-------- Исходный текст --------

Прикоснулся и остыл.
Будто целую покаянными губами
в холодных скалах высеченный монастырь…»

«Флейта-позвононик» - это уж точно! Играть на собственном позвоночнике – занятие уникальное, творческое. Да только нам, читателям, это и подавай! Я вообще не встречал больше такого страстного поэта, каждой жилочкой своей проживавшего стихи свои, совсем не холёные, грубоватые, но точные и честные.
Или вот ещё, это уже совершенно другое – «Облако в штанах»

«Вашу мысль,
мечтающую на размягченном мозгу,
как выжиревший лакей на засаленной кушетке,
буду дразнить об окровавленный сердца лоскут:
досыта изъиздеваюсь, нахальный и едкий.

У меня в душе ни одного седого волоса,
и старческой нежности нет в ней!
Мир огромив мощью голоса,
иду - красивый,
двадцатидвухлетний.

--------

Напишите продолжение заметки о стихах выше. Начните сразу после её последней строки.

-------- Сохранённые записи --------

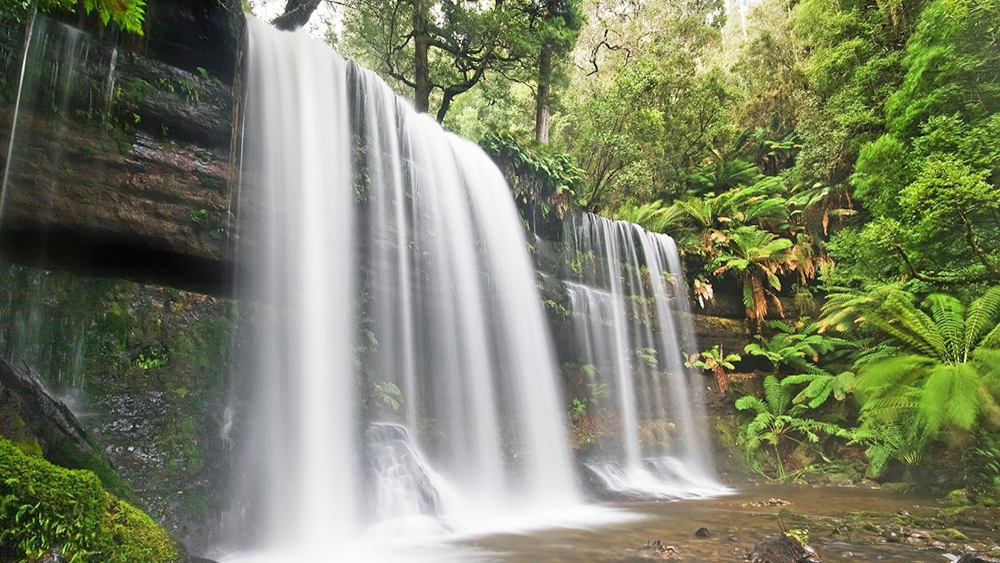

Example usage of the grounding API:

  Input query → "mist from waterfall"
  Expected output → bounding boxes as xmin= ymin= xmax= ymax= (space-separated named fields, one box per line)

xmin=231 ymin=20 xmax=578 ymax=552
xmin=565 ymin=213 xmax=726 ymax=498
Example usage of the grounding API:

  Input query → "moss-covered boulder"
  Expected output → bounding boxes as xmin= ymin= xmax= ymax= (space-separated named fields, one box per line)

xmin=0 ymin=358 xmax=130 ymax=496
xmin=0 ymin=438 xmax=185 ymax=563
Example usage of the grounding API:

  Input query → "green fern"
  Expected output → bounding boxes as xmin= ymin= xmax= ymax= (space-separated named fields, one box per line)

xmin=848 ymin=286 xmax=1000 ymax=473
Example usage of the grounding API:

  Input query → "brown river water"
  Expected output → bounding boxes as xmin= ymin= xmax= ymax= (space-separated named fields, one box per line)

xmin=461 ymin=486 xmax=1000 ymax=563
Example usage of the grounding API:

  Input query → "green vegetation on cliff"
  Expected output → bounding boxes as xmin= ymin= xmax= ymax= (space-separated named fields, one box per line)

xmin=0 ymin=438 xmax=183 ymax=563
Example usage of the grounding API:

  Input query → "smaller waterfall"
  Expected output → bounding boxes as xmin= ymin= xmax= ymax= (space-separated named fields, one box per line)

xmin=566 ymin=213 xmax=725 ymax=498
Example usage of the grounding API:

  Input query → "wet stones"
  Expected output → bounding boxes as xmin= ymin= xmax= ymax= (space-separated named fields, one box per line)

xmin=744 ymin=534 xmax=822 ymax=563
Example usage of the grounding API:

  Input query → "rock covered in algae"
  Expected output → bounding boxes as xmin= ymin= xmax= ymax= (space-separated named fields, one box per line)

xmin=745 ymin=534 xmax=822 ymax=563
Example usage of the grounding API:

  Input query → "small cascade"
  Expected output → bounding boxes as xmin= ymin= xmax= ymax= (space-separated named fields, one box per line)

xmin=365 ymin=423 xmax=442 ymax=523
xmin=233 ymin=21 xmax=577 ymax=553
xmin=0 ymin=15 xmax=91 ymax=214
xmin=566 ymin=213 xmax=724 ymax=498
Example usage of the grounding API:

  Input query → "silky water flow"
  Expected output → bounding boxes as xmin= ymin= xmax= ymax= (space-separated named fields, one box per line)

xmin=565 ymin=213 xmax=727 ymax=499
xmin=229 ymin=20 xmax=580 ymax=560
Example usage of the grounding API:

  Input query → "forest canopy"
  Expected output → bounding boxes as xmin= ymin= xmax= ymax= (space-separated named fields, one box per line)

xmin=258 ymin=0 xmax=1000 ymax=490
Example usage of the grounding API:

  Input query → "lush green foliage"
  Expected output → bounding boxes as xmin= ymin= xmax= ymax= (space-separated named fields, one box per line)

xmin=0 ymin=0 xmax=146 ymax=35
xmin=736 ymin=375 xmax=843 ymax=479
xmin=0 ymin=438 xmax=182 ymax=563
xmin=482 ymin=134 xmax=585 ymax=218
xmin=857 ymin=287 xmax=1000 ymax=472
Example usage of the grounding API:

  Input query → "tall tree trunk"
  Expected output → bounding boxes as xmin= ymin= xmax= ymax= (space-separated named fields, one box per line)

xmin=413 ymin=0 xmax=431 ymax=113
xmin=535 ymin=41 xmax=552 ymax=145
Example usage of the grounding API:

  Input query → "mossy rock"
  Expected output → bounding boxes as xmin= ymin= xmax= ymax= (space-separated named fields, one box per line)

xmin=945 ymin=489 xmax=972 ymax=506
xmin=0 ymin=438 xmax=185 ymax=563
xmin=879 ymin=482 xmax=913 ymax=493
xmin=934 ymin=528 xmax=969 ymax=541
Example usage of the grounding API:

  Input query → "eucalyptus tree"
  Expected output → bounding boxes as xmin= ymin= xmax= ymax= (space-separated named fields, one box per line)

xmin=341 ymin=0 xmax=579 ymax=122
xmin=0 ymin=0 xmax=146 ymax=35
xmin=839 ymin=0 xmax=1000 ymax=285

--------

● **Ответ**
Нежные!
Вы любовь на скрипки ложите.
Любовь на литавры ложит грубый.
А себя, как я, вывернуть не можете,
чтобы были одни сплошные губы!

Приходите учиться -
из гостиной батистовая,
чинная чиновница ангельской лиги.

И которая губы спокойно перелистывает,
как кухарка страницы поваренной книги.

Хотите -
буду от мяса бешеный
- и, как небо, меняя тона -
хотите -
буду безукоризненно нежный,
не мужчина, а - облако в штанах!...»

«Меня сейчас узнать не могли бы:
жилистая громадина
стонет,
корчится.
Что может хотеться этакой глыбе?
А глыбе многое хочется!

Ведь для себя не важно
и то, что бронзовый,
и то, что сердце - холодной железкою.
Ночью хочется звон свой
спрятать в мягкое,
в женское.

И вот,
громадный,
горблюсь в окне,
плавлю лбом стекло окошечное.
Будет любовь или нет?
Какая -
большая или крошечная?
Откуда большая у тела такого:
должно быть, маленький,
смирный любеночек.
Она шарахается автомобильных гудков.
Любит звоночки коночек.

Еще и еще,
уткнувшись дождю
лицом в его лицо рябое,
жду,
обрызганный громом городского прибоя.

Полночь, с ножом мечась,
догнала,
зарезала,-
вон его!

Упал двенадцатый час,
как с плахи голова казненного.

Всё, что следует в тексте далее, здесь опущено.